Raw data

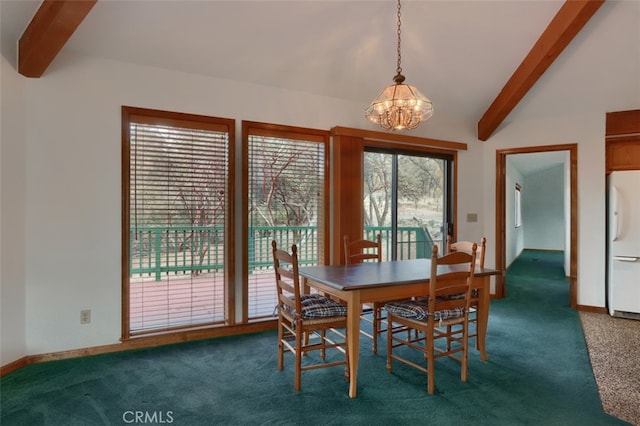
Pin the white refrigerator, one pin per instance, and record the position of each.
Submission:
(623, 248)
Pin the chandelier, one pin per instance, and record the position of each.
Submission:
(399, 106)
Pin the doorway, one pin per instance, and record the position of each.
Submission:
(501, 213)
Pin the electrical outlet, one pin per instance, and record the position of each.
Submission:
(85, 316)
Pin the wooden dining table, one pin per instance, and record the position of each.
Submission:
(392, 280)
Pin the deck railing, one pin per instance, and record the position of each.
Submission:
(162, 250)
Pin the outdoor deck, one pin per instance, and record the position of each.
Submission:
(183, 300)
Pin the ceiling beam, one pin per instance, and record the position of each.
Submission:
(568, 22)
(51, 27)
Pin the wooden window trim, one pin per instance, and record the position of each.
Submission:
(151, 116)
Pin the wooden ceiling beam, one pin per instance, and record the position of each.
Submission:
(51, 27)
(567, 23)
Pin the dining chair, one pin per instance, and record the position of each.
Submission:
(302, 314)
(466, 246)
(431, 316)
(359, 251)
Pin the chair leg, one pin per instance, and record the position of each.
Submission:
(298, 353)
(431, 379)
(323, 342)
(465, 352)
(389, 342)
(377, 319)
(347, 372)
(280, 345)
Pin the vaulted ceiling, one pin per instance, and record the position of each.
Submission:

* * *

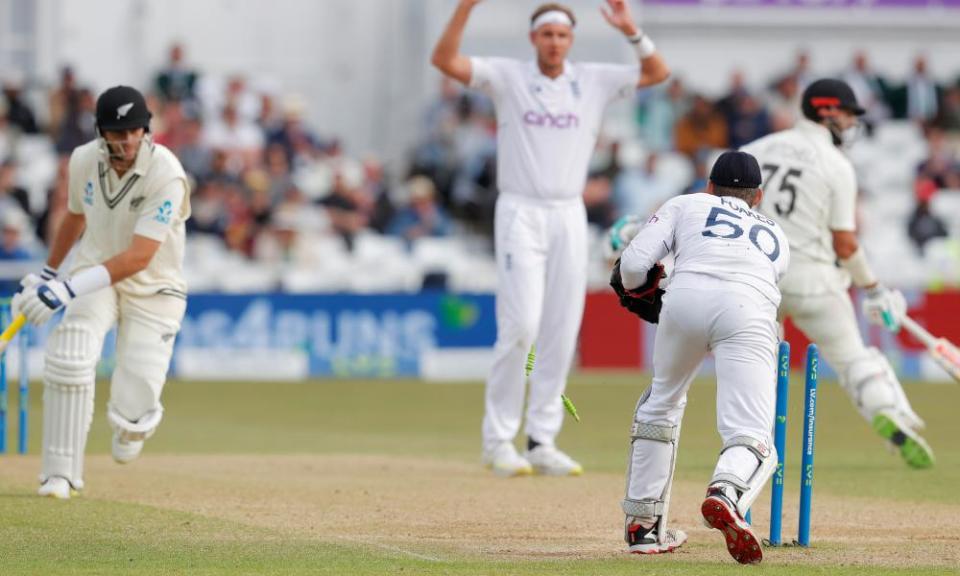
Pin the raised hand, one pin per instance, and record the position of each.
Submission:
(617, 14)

--

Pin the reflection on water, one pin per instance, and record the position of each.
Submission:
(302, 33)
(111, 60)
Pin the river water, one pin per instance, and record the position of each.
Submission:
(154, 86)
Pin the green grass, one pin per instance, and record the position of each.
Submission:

Request
Locate each line in the listing above that contains the word "wooden", and copy those lines out in full.

Full output
Pin the wooden dining table, one pin per instance, and record the position of each.
Pin the wooden window trim, one pin per instance, and record the position of each.
Pin the wooden ceiling beam, one pin per instance, and record the position of each.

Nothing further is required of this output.